## Stated exercise
Rewrite the rows below as a numbered list, dropping any blank lines.

## Raw records

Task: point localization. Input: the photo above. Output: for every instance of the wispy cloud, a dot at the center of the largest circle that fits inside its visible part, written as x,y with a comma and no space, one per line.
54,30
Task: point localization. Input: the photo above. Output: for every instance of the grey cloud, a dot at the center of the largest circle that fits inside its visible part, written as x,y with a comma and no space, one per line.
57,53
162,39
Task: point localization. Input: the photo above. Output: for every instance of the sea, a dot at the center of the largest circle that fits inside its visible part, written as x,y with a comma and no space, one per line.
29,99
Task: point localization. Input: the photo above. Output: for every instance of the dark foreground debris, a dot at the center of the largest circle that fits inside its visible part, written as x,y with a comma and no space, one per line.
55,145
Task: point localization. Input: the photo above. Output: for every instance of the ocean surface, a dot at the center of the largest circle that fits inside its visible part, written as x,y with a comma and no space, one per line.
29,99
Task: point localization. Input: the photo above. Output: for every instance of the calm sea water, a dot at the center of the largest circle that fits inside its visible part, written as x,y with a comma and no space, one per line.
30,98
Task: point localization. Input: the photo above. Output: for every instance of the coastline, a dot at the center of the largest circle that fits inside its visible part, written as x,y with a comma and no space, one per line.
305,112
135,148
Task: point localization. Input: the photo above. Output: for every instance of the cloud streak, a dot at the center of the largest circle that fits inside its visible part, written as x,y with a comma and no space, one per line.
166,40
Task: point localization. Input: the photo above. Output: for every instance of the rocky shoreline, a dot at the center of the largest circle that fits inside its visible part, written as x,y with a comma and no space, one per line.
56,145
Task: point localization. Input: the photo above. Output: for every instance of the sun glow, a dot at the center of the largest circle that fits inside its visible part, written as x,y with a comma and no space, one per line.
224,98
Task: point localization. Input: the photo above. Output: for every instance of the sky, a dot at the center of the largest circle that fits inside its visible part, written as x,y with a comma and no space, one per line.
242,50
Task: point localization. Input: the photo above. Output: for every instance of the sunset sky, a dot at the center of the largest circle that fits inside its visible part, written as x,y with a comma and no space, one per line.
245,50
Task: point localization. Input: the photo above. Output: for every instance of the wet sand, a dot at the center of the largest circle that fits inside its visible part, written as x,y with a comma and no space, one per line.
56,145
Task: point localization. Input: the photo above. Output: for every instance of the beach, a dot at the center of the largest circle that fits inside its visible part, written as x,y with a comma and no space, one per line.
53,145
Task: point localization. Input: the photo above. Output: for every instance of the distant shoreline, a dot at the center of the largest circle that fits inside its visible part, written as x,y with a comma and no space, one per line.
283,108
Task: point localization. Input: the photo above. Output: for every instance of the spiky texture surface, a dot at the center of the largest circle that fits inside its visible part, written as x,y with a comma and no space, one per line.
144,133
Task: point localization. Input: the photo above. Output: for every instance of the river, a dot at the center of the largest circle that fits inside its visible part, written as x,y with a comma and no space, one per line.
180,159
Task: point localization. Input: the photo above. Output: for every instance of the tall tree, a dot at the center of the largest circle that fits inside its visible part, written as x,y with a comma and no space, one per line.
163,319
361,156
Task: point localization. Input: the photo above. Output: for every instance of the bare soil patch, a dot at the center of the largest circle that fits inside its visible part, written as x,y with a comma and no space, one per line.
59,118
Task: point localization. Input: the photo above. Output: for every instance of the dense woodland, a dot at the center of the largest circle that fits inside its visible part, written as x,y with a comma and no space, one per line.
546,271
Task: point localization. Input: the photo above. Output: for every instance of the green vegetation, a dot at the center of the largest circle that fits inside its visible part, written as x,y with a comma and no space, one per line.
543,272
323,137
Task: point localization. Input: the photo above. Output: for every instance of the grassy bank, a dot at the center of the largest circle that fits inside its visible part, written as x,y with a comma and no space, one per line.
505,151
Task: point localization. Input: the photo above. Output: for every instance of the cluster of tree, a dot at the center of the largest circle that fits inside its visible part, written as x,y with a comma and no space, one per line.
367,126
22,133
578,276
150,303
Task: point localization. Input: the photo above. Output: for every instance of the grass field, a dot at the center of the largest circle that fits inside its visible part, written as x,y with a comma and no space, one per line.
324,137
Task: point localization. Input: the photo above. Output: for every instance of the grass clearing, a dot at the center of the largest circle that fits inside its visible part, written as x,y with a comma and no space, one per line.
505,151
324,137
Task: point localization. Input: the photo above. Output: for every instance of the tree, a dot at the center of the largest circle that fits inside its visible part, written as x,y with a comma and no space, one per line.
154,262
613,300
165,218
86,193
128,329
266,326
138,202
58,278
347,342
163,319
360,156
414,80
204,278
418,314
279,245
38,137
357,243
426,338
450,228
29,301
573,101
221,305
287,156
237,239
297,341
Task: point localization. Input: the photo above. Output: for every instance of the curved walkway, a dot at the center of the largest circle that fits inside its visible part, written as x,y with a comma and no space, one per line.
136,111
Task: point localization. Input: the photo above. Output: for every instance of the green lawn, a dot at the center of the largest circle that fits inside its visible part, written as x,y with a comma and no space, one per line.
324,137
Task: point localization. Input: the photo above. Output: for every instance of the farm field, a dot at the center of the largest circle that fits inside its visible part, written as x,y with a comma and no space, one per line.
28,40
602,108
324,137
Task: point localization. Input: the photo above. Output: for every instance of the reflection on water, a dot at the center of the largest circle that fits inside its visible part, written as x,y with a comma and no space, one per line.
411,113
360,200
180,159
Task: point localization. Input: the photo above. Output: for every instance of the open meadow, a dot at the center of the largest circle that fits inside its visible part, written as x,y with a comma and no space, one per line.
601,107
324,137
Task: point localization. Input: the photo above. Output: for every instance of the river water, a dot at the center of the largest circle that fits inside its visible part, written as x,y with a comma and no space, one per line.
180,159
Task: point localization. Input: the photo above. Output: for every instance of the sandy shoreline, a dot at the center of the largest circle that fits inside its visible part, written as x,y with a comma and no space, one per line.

## Task answer
1. Task: point localization. Input: the photo above. Output: for every instance of the wispy cloud, a dot at the center of the largest circle that fits inside its visible part, written as x,y with a comma and no space, one per line.
2. 54,30
3. Task: point localization. Input: the photo above. Output: for every instance of the grey cloud, a dot at the center of the largest circle that fits inside its visible part, written as x,y with a comma and no space, one per line.
4. 57,53
5. 162,39
6. Task: point localization. Input: the photo above. Output: for every instance of the sea, a dot at the center of the largest circle that fits inside its visible part, written as x,y with a comma and no space, one per line.
7. 29,99
8. Task: point localization. Input: the photo above. Output: for every instance of the dark foreground debris, a dot at the center of the largest circle that fits inside its visible part, written as x,y with a comma and no space, one per line.
9. 55,145
10. Task: point localization. Input: the photo above. Output: for every instance of the ocean surface, a dot at the center of the largest circle that fits inside its visible part, written as x,y with a comma and no space, one per line.
11. 29,99
12. Task: point localization. Input: the photo above. Output: for every instance of the calm sea water, a dot at the center of the largest circle that fits inside its visible part, written as x,y with a comma and no space, one per line.
13. 30,98
14. Task: point localization. Input: the photo above. Output: for every instance of the coastline, a dot at the center of the largest circle that fits inside its visible part, written as x,y with a comma and no space, one per line.
15. 305,112
16. 135,148
17. Task: point localization. Input: the photo above. Output: for every instance of the cloud streak, a dot at the center of the largest circle that fits inside its visible part, written as x,y with a comma and no space, one per line.
18. 166,40
19. Task: point localization. Input: the photo above. Output: for every instance of the rocky shoreline, a dot at the center of the largest circle that fits inside its visible part, written as x,y with a comma and no space, one per line.
20. 56,145
21. Task: point localization. Input: the photo above. Output: for every instance of the sun glow, a dot at the center of the largest circle that fits inside its visible part, written as x,y with a comma and no space, one per line.
22. 224,98
23. Task: point localization. Input: the photo above. Output: for every instance of the sky, a dot at the center of the largest circle that fits inside its visible part, written as x,y with a comma and no space, one per line.
24. 242,50
25. Task: point localization. Input: the photo above. Output: for every instance of the sunset sky, a dot at the center of the largest circle that fits inside its visible part, written as x,y with a comma and no space, one per line.
26. 245,50
27. Task: point localization. Input: the photo above. Output: for every instance of the wet sand, a dot at the center of the largest circle that fits inside its visible part, written as x,y with a comma and no space, one per line.
28. 56,145
29. Task: point localization. Input: the photo above. Output: for every instance of the beach, a dot at the center of the largest circle that fits inside its visible part, written as x,y with a comma and no space, one per line.
30. 53,145
31. Task: point localization. Input: the photo above. Output: for every instance of the distant shoreline, a dot at the center of the largest circle that fits inside its visible part, written as x,y with a comma and no space, one per line.
32. 283,108
33. Task: point localization. Input: the photo above. Output: for every instance of the spiky texture surface, a dot at the center of the largest circle that fits inside its visible part, written as x,y with a comma and no space, one per line.
34. 144,133
35. Task: point localization. Input: the photo above. Output: for every instance of the river, a dot at the center of the largest circle that fits inside its visible part, written as x,y with a comma and no space, one per line.
36. 180,159
37. Task: point localization. Input: the photo above. Output: for every instance of the tall tree, a dot at the center of the largest circle that fits inside its visible part, written as x,y with a comma and no space, one per line.
38. 163,319
39. 361,156
40. Task: point localization. Input: the photo above. Output: for every instance of the bare soil patch, a dot at the center of the largest circle that fits inside its visible part, written as x,y with a comma and no space, one per line.
41. 59,118
42. Task: point localization. Input: the photo above. Output: for every instance of the dense woodland, a dot at the center of the largest circle that fits inside its visible part, written as x,y with a comma and no space, one per line.
43. 546,271
44. Task: point localization. Input: the photo above. Output: for every instance of the green vegetation, a dot at the center of the largest circle that fits inside its visible part, written as x,y with a comma and no space, one per line.
45. 543,272
46. 323,137
47. Task: point localization. Input: the photo above. Output: for every instance of the grassy bank, a dot at the center of the largest circle that fits inside its visible part, written as x,y with a comma and no space, one per line.
48. 505,151
49. Task: point localization. Input: the photo above. Output: for every instance of the cluster of tree, a dot at the center of the largest circle that fits inside its visible part, written as x,y with a comma and no space, one per line.
50. 367,126
51. 22,133
52. 578,276
53. 150,303
54. Task: point localization. Input: the photo above. Output: for every instance of the grass field, a dot at the center of the largest circle that fits inside its visible part, written as x,y with a comma and no space, one per line.
55. 324,137
56. Task: point localization. Input: the photo above. Output: for every instance of the grass clearing, a dot at the center of the largest circle that fits inside its visible part, written as x,y with a comma and no space, one per line.
57. 505,151
58. 324,137
59. Task: point localization. Input: the photo above. Output: for every instance of the tree, a dot at the center of the largest circle that fits inside its visible part, written as x,y with a comma and no space, one per line.
60. 154,262
61. 613,300
62. 165,218
63. 86,193
64. 128,329
65. 266,326
66. 138,202
67. 58,278
68. 347,342
69. 163,319
70. 360,156
71. 414,80
72. 204,278
73. 418,314
74. 279,245
75. 38,137
76. 357,243
77. 426,338
78. 450,228
79. 29,301
80. 573,101
81. 221,305
82. 287,156
83. 237,239
84. 297,341
85. Task: point localization. Input: the photo above. Output: for every instance of the curved walkway, a dot at the center of the largest circle that fits inside its visible part, written as x,y with a comma and no space, one per line.
86. 136,111
87. Task: point localization. Input: the photo above. Output: for every instance of the green lawn, a dot at the center of the largest circle that fits inside its visible part, written as x,y with a comma and no space, one per line.
88. 324,137
89. Task: point localization. Input: the photo above. Output: for every instance of the farm field, a dot at the center of the largest circle that fits inside its visible part, written as x,y with a comma and no space, one per line.
90. 28,40
91. 602,108
92. 324,137
93. Task: point localization. Input: the photo above. Output: for every instance of the reflection on water, a dot at the center of the largest circle that fits inside its visible part, written as x,y with a comma and no space, one per line.
94. 411,113
95. 360,200
96. 180,159
97. Task: point localization. Input: the photo above. Output: for every instance of the open meadow, a dot at the center of the largest circle that fits inside its visible part, written as x,y with a comma and no space, one per line.
98. 601,107
99. 324,137
100. Task: point localization. Input: the photo above. Output: for every instance of the river water, a dot at the center of the largest circle that fits inside its visible part, written as x,y with a comma and no space, one per line.
101. 180,159
102. Task: point localization. Input: the photo above. Output: for every instance of the sandy shoreline, a dot at the center of the largest circle that fits inside its visible part, written as x,y with a comma and no space, one per line.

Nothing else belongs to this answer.